(The data Opens)

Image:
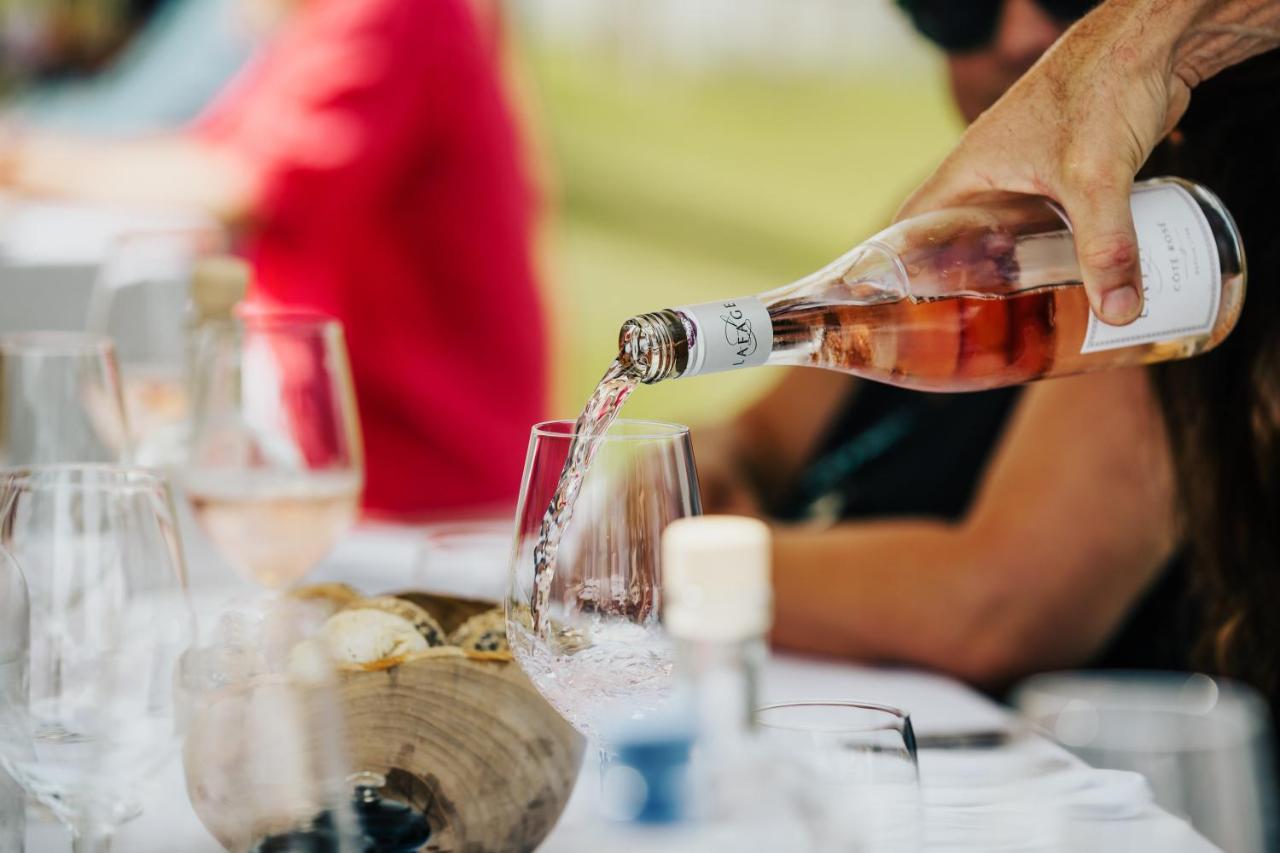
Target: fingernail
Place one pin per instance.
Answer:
(1120, 305)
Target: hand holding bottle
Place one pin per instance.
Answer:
(1080, 123)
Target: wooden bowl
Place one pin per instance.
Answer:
(465, 739)
(467, 742)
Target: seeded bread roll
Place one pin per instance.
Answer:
(485, 632)
(370, 635)
(334, 597)
(421, 620)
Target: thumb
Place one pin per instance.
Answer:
(1106, 246)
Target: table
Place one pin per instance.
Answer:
(379, 559)
(51, 251)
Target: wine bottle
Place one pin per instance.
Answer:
(969, 297)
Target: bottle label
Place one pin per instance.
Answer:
(1182, 282)
(726, 336)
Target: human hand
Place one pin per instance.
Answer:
(1080, 123)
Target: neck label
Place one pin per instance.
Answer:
(727, 334)
(1182, 281)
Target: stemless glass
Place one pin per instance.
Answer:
(602, 652)
(1203, 744)
(275, 464)
(60, 400)
(14, 612)
(851, 770)
(265, 752)
(140, 300)
(109, 616)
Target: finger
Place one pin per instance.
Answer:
(1106, 245)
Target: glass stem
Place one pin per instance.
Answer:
(91, 839)
(604, 761)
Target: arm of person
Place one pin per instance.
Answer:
(758, 452)
(1061, 539)
(1080, 123)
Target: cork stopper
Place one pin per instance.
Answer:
(218, 283)
(716, 578)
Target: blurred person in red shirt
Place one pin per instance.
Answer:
(373, 170)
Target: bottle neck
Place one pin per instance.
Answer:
(721, 682)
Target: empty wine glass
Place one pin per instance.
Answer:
(275, 464)
(140, 300)
(109, 616)
(1203, 744)
(851, 770)
(14, 612)
(60, 400)
(600, 652)
(265, 752)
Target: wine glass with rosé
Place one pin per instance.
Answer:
(275, 465)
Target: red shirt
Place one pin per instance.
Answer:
(392, 197)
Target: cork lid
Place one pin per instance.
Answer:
(218, 283)
(716, 578)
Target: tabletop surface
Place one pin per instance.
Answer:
(382, 559)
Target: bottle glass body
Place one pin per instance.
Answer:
(972, 297)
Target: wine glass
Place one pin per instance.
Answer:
(140, 300)
(109, 616)
(265, 752)
(1203, 744)
(14, 614)
(275, 465)
(60, 400)
(851, 769)
(600, 652)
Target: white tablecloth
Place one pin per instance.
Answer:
(383, 559)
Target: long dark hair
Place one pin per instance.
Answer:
(1223, 410)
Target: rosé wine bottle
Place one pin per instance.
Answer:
(968, 299)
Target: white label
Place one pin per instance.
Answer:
(728, 334)
(1180, 278)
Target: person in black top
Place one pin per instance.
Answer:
(987, 536)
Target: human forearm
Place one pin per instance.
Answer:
(1065, 532)
(1224, 33)
(167, 170)
(1079, 124)
(976, 603)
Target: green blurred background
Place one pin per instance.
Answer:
(673, 185)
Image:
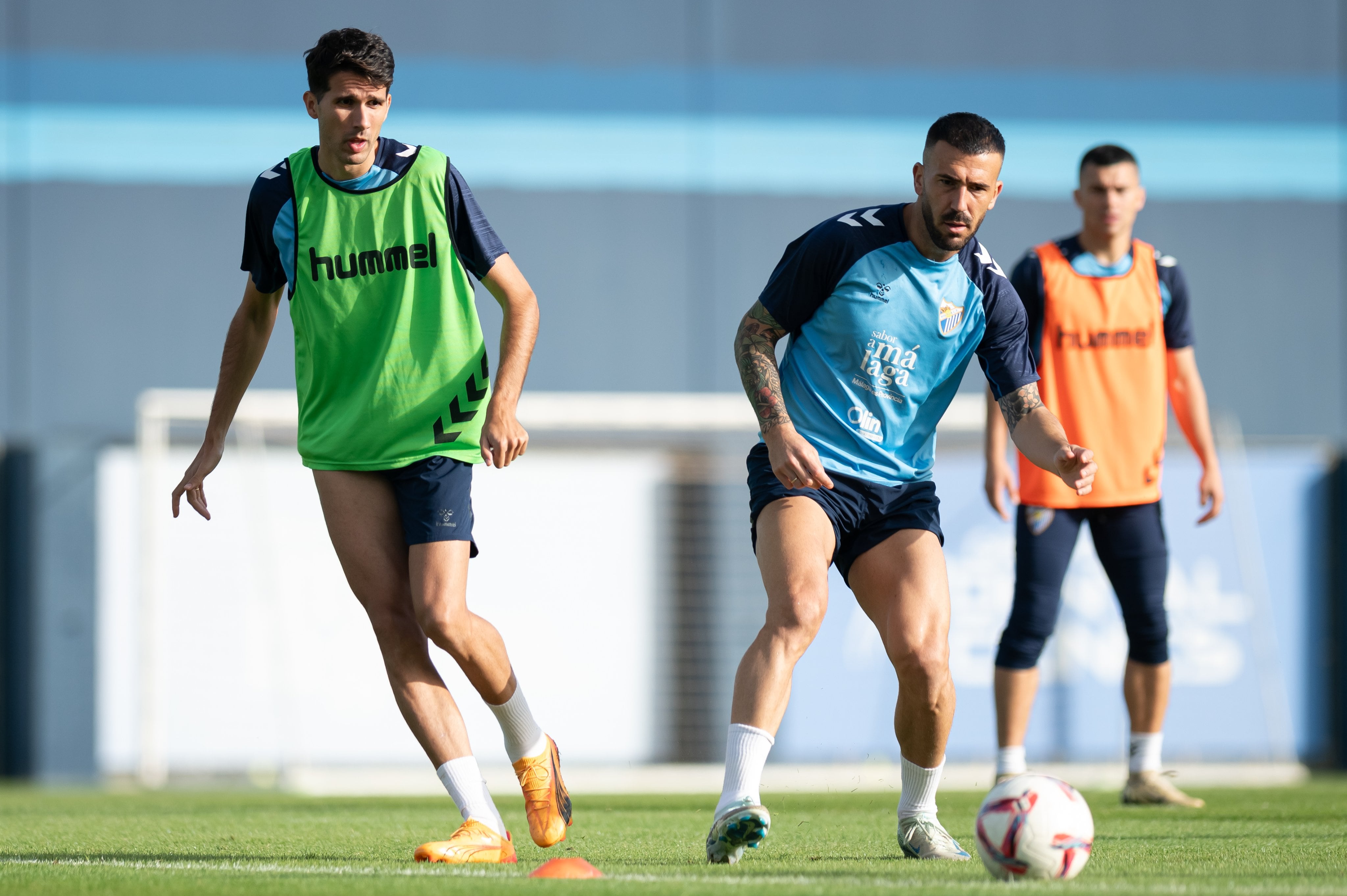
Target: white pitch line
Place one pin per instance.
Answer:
(799, 880)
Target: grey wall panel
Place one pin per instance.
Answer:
(134, 287)
(1208, 36)
(65, 615)
(611, 274)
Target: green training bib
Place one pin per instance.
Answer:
(390, 359)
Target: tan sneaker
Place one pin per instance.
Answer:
(1155, 789)
(546, 801)
(472, 843)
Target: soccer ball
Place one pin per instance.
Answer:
(1035, 826)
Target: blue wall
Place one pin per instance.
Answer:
(646, 162)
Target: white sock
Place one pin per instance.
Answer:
(746, 755)
(467, 787)
(1144, 752)
(1011, 761)
(523, 736)
(919, 786)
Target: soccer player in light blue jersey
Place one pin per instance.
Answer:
(886, 308)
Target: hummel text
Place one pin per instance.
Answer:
(374, 262)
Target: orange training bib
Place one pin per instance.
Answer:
(1105, 375)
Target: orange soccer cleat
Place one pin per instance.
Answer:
(546, 801)
(472, 843)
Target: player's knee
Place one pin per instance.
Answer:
(445, 628)
(1020, 649)
(1148, 637)
(1149, 646)
(926, 661)
(798, 623)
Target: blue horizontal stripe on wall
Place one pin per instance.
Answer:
(494, 85)
(670, 153)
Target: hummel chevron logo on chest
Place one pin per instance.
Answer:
(867, 216)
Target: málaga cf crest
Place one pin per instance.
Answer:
(951, 316)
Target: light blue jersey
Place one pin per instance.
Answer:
(880, 339)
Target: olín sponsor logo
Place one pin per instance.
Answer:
(867, 424)
(372, 262)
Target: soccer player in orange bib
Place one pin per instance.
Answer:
(1111, 329)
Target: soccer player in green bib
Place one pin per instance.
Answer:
(376, 240)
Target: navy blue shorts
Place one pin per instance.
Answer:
(863, 513)
(436, 500)
(1131, 544)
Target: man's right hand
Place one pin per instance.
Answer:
(1000, 484)
(794, 460)
(208, 459)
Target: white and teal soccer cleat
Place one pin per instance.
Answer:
(739, 828)
(923, 837)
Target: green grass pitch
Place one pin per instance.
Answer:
(1253, 841)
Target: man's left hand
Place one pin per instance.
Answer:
(1212, 491)
(1077, 468)
(503, 437)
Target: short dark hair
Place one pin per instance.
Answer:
(966, 133)
(348, 50)
(1105, 156)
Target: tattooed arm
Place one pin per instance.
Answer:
(1041, 438)
(794, 460)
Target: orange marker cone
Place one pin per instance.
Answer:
(573, 867)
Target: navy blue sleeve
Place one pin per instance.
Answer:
(476, 240)
(1027, 279)
(1179, 314)
(805, 277)
(262, 259)
(1004, 351)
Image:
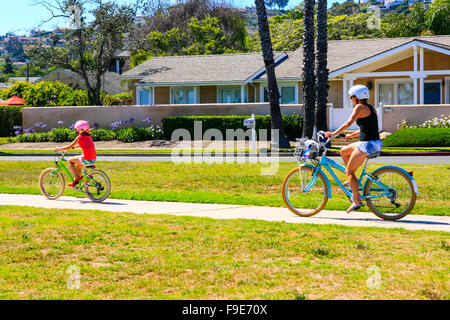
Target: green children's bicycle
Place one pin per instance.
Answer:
(95, 183)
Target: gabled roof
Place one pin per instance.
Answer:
(244, 67)
(344, 54)
(214, 68)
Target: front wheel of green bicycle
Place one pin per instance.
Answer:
(97, 186)
(51, 183)
(305, 194)
(395, 203)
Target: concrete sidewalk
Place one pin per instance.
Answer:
(223, 211)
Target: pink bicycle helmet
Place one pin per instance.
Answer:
(82, 125)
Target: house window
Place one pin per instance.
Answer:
(183, 95)
(287, 94)
(432, 92)
(386, 93)
(230, 95)
(405, 93)
(400, 92)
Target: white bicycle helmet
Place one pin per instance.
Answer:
(359, 91)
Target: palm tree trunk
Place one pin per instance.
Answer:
(321, 67)
(272, 87)
(308, 77)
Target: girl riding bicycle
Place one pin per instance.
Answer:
(369, 139)
(86, 143)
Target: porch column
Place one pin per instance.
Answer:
(344, 93)
(416, 93)
(422, 95)
(350, 84)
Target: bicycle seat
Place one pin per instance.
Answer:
(374, 155)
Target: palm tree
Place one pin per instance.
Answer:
(272, 87)
(321, 66)
(308, 77)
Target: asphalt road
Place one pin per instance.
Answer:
(389, 159)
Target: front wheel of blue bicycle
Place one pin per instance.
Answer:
(395, 202)
(304, 193)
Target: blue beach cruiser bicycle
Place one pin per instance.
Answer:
(390, 192)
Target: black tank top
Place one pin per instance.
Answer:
(368, 126)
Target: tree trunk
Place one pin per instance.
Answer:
(308, 77)
(272, 87)
(321, 67)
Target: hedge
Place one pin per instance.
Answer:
(292, 124)
(419, 137)
(10, 116)
(131, 134)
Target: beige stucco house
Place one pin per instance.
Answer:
(398, 71)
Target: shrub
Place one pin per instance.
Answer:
(10, 117)
(443, 122)
(62, 135)
(292, 124)
(103, 134)
(419, 137)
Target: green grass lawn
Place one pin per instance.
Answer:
(130, 256)
(219, 183)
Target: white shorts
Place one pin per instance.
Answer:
(370, 147)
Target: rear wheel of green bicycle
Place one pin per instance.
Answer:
(51, 183)
(304, 203)
(98, 186)
(401, 198)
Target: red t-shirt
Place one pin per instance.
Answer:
(86, 144)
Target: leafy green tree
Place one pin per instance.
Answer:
(345, 27)
(438, 17)
(207, 37)
(279, 3)
(348, 8)
(91, 46)
(212, 24)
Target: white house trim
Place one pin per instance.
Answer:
(387, 53)
(395, 82)
(440, 84)
(261, 71)
(447, 90)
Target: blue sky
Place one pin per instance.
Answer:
(21, 16)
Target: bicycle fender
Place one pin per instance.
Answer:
(317, 170)
(416, 190)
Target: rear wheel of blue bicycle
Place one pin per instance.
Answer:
(401, 196)
(304, 196)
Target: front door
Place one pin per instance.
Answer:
(432, 92)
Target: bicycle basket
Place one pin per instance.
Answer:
(307, 150)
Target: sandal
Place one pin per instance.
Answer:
(354, 207)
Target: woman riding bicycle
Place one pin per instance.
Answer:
(369, 139)
(86, 143)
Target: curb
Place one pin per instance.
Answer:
(287, 154)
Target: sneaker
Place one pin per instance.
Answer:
(75, 182)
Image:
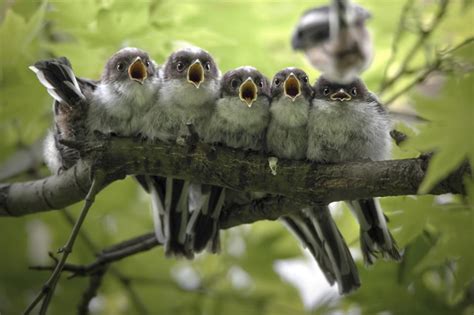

(The data Closes)

▶ To do
Reproduce each line in the listing above that mentions the string "trunk".

▶ Answer for the task
Target: palm tree trunk
Target: tree trunk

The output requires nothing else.